Task prompt: Rewrite every line of the data below, including each request, and add 65 to both values of every point coordinate in the answers. Leave the pictures out of your version.

Record list:
- - -
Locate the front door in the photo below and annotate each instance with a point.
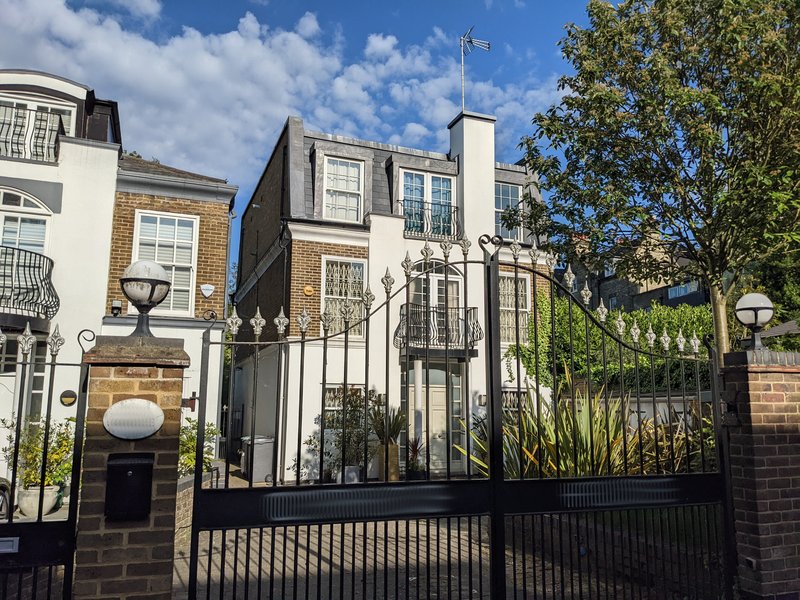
(435, 397)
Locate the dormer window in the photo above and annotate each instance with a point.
(506, 196)
(343, 189)
(428, 206)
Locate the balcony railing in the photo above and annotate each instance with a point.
(431, 220)
(26, 287)
(436, 327)
(30, 134)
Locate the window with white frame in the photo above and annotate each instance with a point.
- - -
Response:
Locate the front door in the photo below and annotate each instance with a point.
(500, 462)
Locate the dormer window in the photo above and annotate each instance with a point.
(571, 261)
(408, 254)
(493, 271)
Locate the balcony railing in the photo above and annotate each instance with a point.
(496, 285)
(91, 352)
(501, 392)
(95, 199)
Locate the window with white frame in the photo above and annotate each instance with a point.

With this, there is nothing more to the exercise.